▸ **PROBLEM TO WORK ON**: Continue the travel passage on Tanzania below, picking up right after its final sentence.

Survey the vast plains of the Serengeti and peer into the caldera of the Ngorongoro, then pause a while on the powder-soft Zanzibari sands, where “earth, sea and sky all seemed wrapped in a soft and sensuous repose.” – Sir Richard Francis Burton, explorer.
Tanzania is a country of extremes. It is home to Lakes Victoria and Tanganyika, Africa’s largest and deepest lakes respectively. While standing on the snow-capped summit of Mount Kilimanjaro, the world’s tallest free-standing mountain, you are on the very top of Africa itself – its highest point above sea level. With such geological extremes, climates vary greatly within Tanzania.

▸ **RECORDS SHOWN**:

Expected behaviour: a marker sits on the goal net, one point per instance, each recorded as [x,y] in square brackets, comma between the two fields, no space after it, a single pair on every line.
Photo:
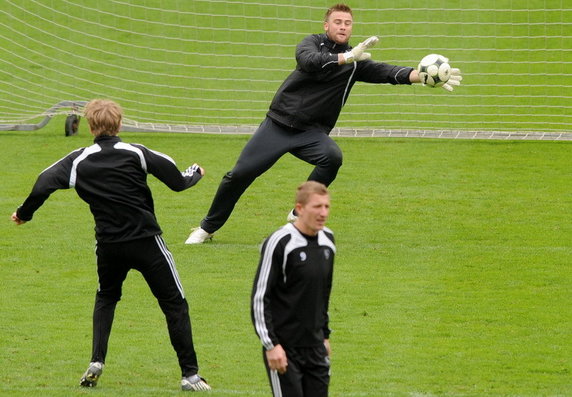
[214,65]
* * *
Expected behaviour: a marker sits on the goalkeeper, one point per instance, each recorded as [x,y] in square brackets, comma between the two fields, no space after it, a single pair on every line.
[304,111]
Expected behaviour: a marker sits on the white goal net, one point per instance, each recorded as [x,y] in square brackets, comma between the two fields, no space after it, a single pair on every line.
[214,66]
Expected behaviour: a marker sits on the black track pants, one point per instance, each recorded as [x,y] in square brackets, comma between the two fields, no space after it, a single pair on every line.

▸ **TASK RESPONSE**:
More than almost any other destination, Tanzania is the land of safaris. With 22 national parks and forest reserves, it boasts the largest concentration of wildlife in the world. You can watch a bloat of hippos jostling for space in the muddy waterways, herds of elephants trooping along seasonal migration routes, whoops of chimpanzees swinging through the treetops, basks of crocodiles snoozing on the riverbanks, a crash of undisturbed rhinos roaming the savannah, towers of languid giraffes dining on ancient baobab trees and, while you hold your breath, lions padding around your vehicle.
In the Serengeti plains, you can witness the ultimate wildlife spectacle. Upwards of 2 million white-bearded wildebeest, together with zebra, antelope, gazelle and impala, participate in the largest terrestrial annual migration on Earth. Possibly the most memorable, and romantic way, to view this phenomenon is at dawn in a hot air balloon floating upwards as the sun slowly surfaces over the edge of the world illuminating the vast plains below.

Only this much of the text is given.